## start Dataset extract

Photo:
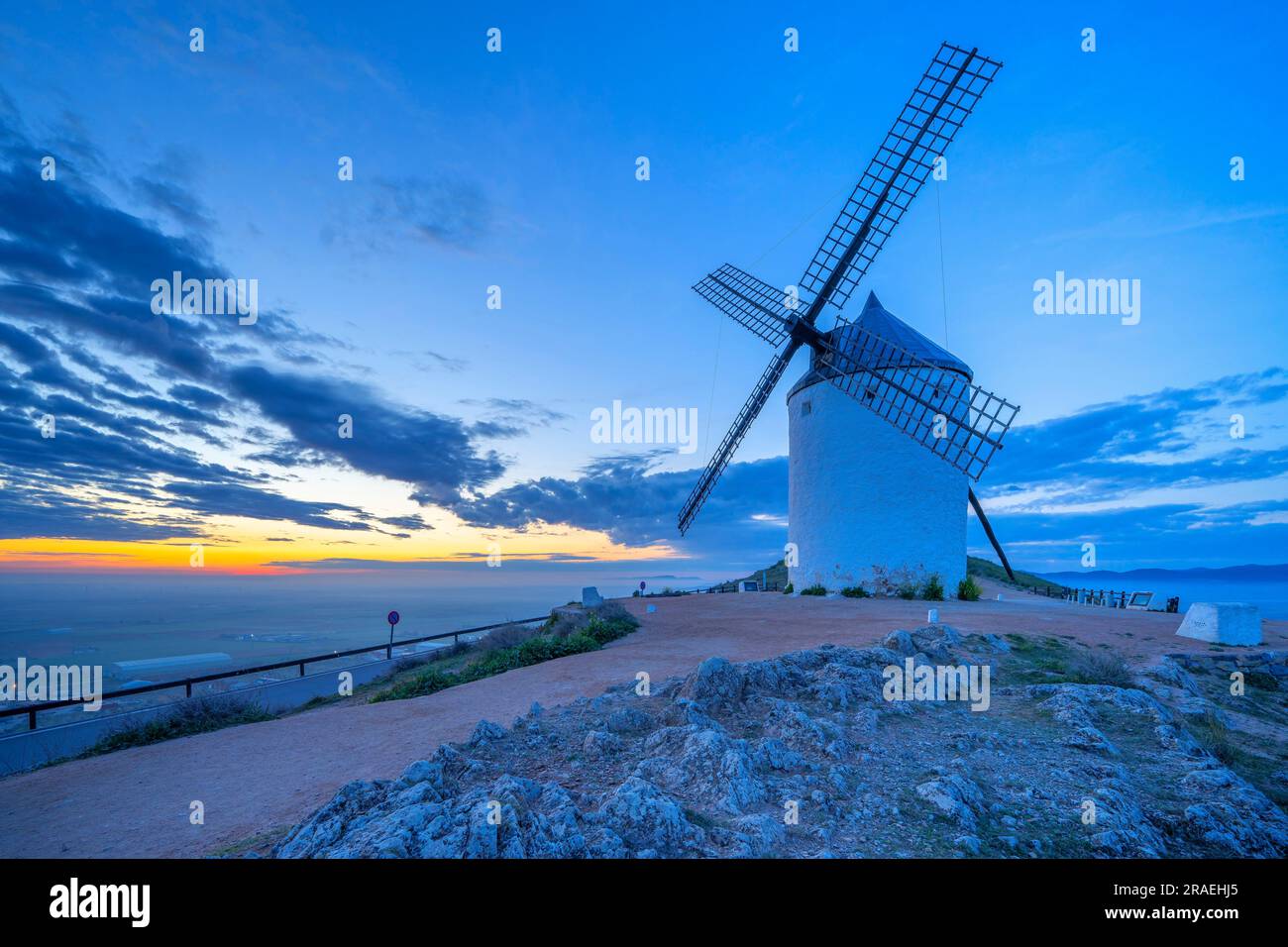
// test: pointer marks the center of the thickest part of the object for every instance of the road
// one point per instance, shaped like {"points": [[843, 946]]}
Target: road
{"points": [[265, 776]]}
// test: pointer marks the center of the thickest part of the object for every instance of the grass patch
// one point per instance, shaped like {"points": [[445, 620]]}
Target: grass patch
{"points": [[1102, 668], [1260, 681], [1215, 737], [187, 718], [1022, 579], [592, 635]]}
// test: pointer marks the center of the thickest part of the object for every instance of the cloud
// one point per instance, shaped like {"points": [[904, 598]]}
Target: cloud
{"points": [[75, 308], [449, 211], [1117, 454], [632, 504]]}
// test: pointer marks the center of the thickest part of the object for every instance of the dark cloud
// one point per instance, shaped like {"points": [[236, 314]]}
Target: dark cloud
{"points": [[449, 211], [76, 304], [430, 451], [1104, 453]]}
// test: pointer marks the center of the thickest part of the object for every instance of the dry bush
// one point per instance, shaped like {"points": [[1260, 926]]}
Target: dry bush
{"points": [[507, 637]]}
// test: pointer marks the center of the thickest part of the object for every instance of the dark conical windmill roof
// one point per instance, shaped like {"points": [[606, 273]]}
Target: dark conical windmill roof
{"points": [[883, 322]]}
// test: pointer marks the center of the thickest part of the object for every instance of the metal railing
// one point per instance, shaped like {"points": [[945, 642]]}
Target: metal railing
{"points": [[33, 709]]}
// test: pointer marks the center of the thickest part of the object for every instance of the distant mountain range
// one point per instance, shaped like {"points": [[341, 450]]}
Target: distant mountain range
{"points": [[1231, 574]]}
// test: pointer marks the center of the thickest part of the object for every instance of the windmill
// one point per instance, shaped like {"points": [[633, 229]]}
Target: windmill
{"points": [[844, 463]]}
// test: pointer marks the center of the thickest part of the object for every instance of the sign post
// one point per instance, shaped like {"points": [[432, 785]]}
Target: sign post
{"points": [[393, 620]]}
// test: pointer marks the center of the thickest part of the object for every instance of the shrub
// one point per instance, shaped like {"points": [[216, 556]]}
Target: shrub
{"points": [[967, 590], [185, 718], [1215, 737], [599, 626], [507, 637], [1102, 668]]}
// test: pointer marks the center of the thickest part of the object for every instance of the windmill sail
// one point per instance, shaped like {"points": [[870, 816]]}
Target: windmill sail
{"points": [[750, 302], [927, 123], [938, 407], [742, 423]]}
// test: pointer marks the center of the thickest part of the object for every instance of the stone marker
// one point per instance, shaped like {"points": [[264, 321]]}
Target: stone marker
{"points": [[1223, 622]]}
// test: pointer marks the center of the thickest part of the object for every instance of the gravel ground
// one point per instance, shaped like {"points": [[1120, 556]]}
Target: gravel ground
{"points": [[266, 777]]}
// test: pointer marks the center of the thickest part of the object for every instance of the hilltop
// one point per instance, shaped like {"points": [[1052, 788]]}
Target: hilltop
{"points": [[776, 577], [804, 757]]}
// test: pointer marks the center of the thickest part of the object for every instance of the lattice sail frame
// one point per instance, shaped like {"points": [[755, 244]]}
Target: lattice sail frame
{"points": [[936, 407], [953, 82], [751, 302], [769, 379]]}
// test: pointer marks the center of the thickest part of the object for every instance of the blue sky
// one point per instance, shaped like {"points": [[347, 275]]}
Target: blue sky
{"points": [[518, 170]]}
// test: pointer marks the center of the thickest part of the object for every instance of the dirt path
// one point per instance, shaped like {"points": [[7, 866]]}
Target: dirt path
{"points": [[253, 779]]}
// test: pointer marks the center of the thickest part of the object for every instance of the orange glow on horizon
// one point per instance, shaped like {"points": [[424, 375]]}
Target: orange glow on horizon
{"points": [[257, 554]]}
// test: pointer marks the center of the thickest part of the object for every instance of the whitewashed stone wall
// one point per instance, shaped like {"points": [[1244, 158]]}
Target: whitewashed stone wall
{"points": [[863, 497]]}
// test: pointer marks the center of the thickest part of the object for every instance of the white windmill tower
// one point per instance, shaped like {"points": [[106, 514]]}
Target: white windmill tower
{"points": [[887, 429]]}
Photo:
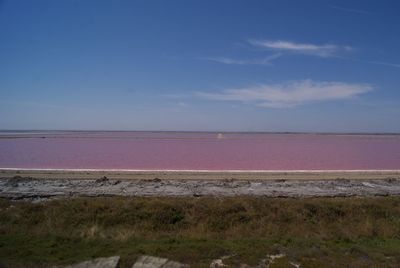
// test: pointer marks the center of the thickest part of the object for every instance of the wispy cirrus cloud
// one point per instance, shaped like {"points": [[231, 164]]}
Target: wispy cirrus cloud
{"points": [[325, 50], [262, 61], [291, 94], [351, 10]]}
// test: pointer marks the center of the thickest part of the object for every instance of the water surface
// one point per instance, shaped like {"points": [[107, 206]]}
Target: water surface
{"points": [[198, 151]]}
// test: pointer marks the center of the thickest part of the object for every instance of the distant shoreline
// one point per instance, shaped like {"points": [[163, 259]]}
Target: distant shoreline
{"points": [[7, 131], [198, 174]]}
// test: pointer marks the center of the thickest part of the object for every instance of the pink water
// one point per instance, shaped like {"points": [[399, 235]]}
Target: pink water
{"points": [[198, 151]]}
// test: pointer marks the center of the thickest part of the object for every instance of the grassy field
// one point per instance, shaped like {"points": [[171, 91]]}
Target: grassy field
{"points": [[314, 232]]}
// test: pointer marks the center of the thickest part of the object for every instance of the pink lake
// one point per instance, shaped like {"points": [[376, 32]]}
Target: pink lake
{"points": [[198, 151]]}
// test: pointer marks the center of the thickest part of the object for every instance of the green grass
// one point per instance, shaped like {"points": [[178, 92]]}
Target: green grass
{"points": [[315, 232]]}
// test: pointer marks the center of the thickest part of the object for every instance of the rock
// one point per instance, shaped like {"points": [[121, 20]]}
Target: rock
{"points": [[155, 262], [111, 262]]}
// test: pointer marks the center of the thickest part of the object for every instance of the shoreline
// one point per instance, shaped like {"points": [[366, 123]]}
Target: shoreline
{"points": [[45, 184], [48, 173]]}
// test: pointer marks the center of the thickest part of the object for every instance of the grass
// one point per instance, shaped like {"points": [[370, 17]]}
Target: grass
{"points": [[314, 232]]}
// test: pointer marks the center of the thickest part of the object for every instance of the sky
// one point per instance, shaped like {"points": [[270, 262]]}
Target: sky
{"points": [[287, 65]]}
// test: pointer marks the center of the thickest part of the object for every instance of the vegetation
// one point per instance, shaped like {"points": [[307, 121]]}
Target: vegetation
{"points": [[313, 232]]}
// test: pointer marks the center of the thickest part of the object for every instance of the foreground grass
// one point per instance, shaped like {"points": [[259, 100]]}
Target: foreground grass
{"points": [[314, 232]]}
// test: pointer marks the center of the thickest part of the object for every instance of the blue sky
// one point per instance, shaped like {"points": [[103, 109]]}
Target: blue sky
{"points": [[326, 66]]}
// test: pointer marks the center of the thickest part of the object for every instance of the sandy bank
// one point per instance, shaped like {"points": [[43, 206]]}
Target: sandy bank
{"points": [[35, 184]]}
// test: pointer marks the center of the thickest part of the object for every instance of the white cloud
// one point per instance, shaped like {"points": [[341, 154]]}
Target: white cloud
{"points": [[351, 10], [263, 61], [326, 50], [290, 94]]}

## end Dataset extract
## start Dataset extract

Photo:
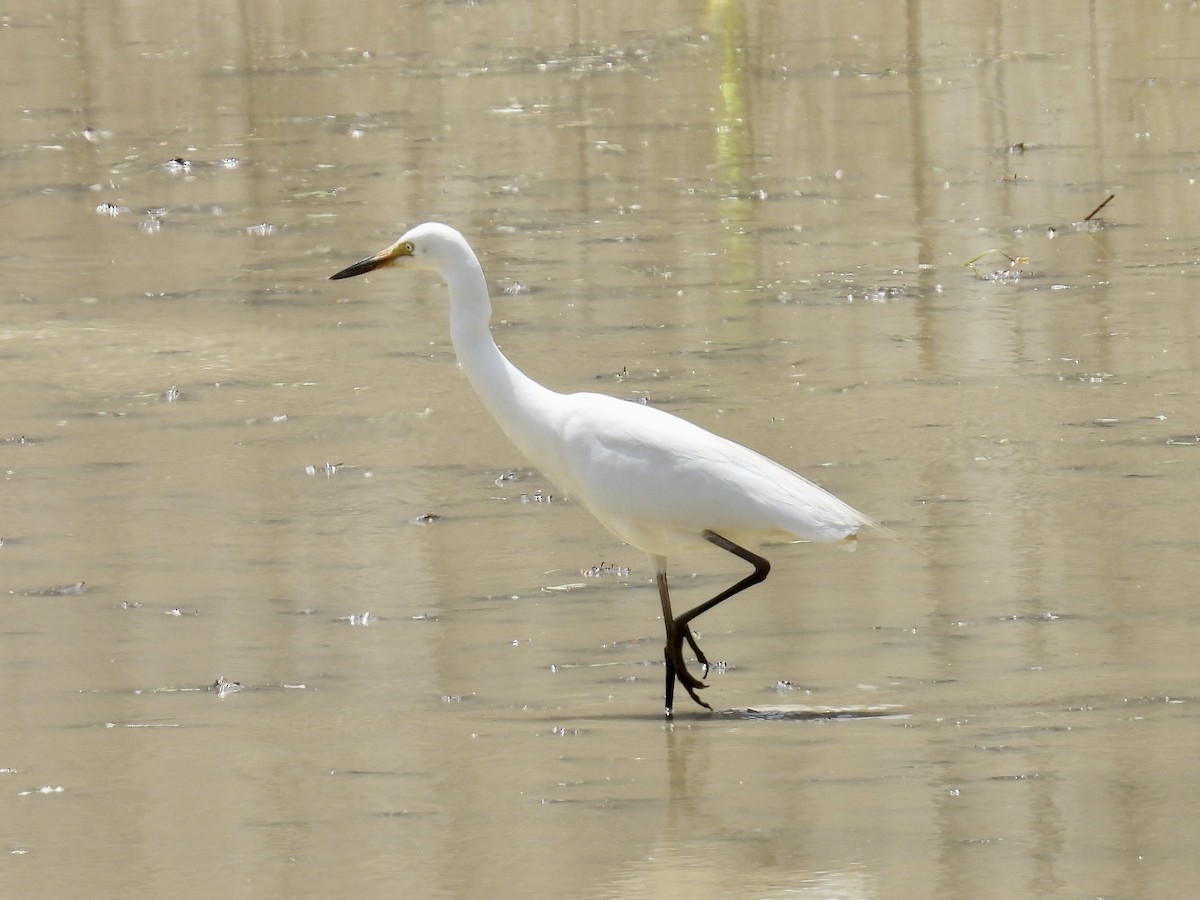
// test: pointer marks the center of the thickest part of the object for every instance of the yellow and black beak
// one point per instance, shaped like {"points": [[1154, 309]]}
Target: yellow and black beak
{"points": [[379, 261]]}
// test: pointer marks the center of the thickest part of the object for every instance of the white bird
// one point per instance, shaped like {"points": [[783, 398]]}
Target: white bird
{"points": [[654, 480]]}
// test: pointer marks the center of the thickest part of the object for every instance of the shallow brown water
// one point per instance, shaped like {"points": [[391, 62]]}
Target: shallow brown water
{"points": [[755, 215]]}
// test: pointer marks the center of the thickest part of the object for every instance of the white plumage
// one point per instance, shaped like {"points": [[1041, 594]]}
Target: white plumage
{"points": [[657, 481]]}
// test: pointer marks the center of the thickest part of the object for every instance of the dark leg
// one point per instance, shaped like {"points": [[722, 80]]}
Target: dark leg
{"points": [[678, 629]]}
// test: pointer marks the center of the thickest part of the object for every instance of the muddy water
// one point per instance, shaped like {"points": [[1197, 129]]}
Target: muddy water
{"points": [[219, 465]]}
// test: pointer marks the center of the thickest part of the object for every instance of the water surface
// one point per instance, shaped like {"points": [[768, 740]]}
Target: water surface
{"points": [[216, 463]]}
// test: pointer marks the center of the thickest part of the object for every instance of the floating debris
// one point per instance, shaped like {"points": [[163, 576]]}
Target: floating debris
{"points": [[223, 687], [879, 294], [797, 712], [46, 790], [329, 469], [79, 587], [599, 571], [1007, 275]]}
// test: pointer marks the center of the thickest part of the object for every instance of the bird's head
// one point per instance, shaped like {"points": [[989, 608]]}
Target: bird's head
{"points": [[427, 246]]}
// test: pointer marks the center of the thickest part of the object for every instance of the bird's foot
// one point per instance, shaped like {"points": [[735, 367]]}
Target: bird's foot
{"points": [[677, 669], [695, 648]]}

## end Dataset extract
## start Dataset extract

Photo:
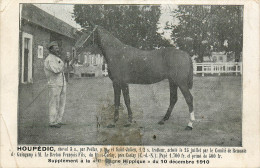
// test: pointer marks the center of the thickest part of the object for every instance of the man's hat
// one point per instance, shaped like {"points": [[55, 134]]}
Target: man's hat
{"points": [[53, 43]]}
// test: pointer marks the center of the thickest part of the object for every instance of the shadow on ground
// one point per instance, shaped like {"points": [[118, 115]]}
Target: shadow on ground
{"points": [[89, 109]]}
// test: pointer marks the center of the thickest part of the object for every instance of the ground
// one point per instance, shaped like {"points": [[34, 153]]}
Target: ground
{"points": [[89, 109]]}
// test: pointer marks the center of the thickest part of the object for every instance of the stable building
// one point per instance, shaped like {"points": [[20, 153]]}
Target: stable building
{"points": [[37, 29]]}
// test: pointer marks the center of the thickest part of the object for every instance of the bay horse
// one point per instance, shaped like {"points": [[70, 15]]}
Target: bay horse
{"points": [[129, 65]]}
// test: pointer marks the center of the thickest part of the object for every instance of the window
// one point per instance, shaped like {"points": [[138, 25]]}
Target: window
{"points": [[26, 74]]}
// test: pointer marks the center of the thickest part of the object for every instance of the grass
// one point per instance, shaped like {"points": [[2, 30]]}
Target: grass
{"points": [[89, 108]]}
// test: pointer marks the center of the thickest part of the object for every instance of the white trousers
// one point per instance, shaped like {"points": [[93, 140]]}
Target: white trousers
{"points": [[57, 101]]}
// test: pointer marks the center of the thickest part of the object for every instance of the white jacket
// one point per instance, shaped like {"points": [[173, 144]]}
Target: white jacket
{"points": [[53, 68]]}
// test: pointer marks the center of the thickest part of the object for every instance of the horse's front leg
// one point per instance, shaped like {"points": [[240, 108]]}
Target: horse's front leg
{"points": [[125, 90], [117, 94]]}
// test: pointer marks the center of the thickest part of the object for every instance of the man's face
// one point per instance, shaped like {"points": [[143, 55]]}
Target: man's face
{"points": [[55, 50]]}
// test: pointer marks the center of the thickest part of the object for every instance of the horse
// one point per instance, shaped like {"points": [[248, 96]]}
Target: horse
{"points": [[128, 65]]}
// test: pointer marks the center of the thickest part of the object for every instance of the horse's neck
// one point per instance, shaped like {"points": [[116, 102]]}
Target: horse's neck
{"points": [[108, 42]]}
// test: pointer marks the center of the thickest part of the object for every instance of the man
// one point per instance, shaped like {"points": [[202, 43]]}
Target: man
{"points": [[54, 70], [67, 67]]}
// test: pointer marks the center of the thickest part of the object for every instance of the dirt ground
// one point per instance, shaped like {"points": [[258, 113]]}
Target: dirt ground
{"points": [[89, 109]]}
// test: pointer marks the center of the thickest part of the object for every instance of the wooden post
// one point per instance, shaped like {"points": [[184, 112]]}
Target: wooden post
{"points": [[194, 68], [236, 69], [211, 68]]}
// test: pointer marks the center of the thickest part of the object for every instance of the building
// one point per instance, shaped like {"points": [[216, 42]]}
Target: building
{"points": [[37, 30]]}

## end Dataset extract

* Problem statement: How many lines of the records above contain the string "dirt"? Treat the match as case-sensitive and reply with the number alone.

* Finished exercise: 4